# QUOTED PASSAGE
• • • • • • •
Re: ASCII v Unicode from Mark Davis ☕️ via Unicode on 2017-11-05 (Unicode Mail List Archive)

From: Mark Davis ☕️ via Unicode <unicode_at_unicode.org>
Date: Sun, 5 Nov 2017 21:55:53 -0800

I had some time on the plane this weekend, and generated some more
comprehensive figures that take the following into account:

   1. There are two senses of "Unicode". In the narrow sense, it is only
   the Unicode Standard (ie, Unicode Characters). But it has grown to have a
   more comprehensive sense, including the other two main projects of the
   Unicode Consortium: Unicode CLDR and ICU.
   2. The ca. 3,300 pages that Asmus cited include specification *text*
   alone, but *data/code* (eg, UCD property data, or source code for ICU)
   is a vital part of the projects.

I thus generated a rough comparison where I (a) included CLDR and ICU, and
(b) included data. That gave the following results (where "encoding"
• • • • • • •
# EXERCISE TASK 1
Substitute "Object" for every "Target" in the entries. Begin at the first line of the entries and stop after the line that contains "point(583, 544)", keeping all else unchanged.

# ENTRIES SUPPLIED
• • • • • • •
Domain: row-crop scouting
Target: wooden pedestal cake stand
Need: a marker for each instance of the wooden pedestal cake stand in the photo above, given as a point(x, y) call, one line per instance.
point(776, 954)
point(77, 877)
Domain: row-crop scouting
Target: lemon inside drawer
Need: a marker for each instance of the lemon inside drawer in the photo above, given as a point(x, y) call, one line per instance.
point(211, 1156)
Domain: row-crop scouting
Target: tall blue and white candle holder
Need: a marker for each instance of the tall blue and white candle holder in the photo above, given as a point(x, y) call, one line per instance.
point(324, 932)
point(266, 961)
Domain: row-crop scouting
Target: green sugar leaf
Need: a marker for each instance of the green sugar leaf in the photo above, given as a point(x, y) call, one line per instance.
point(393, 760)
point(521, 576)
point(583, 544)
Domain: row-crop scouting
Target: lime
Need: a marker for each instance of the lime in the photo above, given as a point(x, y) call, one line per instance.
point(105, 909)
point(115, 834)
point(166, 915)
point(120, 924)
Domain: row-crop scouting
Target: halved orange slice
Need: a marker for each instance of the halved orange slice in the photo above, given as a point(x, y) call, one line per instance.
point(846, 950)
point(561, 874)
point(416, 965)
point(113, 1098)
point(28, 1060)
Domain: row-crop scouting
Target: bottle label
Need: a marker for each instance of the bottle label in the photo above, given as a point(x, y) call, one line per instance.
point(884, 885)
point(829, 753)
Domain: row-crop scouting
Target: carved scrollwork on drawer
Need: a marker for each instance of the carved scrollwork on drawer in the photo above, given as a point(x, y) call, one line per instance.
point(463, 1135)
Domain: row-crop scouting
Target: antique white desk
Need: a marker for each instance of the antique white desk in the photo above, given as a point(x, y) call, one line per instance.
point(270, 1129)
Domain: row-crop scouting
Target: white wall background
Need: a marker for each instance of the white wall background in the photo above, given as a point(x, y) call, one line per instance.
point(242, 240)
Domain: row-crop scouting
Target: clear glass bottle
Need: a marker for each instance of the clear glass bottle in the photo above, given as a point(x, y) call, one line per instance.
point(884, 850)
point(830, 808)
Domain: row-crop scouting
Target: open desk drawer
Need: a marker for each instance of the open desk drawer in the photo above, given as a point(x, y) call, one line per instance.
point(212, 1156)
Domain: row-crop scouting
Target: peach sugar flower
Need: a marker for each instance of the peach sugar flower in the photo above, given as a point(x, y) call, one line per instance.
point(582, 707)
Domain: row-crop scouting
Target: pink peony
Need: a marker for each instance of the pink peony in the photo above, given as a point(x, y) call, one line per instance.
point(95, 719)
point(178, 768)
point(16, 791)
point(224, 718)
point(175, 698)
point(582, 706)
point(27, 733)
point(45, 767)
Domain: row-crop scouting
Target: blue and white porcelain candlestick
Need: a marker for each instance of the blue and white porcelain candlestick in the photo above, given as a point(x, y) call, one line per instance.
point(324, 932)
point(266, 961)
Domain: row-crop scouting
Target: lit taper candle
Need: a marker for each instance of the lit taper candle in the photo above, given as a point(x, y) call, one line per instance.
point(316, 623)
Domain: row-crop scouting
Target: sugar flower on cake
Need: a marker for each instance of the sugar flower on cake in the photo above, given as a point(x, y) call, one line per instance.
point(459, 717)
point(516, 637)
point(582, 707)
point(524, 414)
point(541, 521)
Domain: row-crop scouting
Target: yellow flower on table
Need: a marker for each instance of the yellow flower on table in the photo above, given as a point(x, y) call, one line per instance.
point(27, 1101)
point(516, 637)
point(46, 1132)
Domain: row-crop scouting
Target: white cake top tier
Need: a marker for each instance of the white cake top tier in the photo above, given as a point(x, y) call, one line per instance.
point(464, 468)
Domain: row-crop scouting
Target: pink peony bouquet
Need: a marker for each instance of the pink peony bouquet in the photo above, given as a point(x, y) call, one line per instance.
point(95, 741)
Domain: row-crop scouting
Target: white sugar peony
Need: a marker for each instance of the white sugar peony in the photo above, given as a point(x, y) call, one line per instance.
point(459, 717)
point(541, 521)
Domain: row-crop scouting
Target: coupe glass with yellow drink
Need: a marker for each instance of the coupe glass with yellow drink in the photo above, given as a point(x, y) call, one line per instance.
• • • • • • •
# EXERCISE TASK 2
Write the next part of the mailing-list post on ASCII versus Unicode, starting after its last sentence.

# TASK ANSWER 1
Domain: row-crop scouting
Object: wooden pedestal cake stand
Need: a marker for each instance of the wooden pedestal cake stand in the photo above, given as a point(x, y) call, one line per instance.
point(776, 954)
point(77, 877)
Domain: row-crop scouting
Object: lemon inside drawer
Need: a marker for each instance of the lemon inside drawer in the photo above, given as a point(x, y) call, one line per instance.
point(211, 1156)
Domain: row-crop scouting
Object: tall blue and white candle holder
Need: a marker for each instance of the tall blue and white candle holder in the photo above, given as a point(x, y) call, one line per instance.
point(324, 932)
point(266, 961)
Domain: row-crop scouting
Object: green sugar leaf
Need: a marker for each instance of the green sugar leaf in the photo above, given as a point(x, y) call, one line per instance.
point(393, 760)
point(521, 576)
point(583, 544)

# TASK ANSWER 2
includes both the Unicode Standard *and* UTS's that are aligned with it in
version, including emoji — since that is to be aligned with it).

[image: Inline image 1]

*Caveats*

   - *This is a rough approximation (my flight wasn't all that long...).*
   In particular, don't count on the 3 decimals of precision — that is just
   the spreadsheet charting.
   - For the data files and code files, I filtered by removing # comments,
   collapsing sequences of whitespace into a single space character, trimming
   whitespace, and tossing empty lines. I then counted a page as a total of 3K
   code points. So the page count for data and code is far smaller than simply
   a line count. (Didn't bother dropping // and /*...*/ comments in code.) I
   also excluded .txt files that had the word "test" (case-insensitive) in
   their names.
   - For html pages I took a few samples of PDFs for UTS's and ICU docs,
   and got a count of HTML code points per page for each generated type of
   page, then divided out to get an approximate page count.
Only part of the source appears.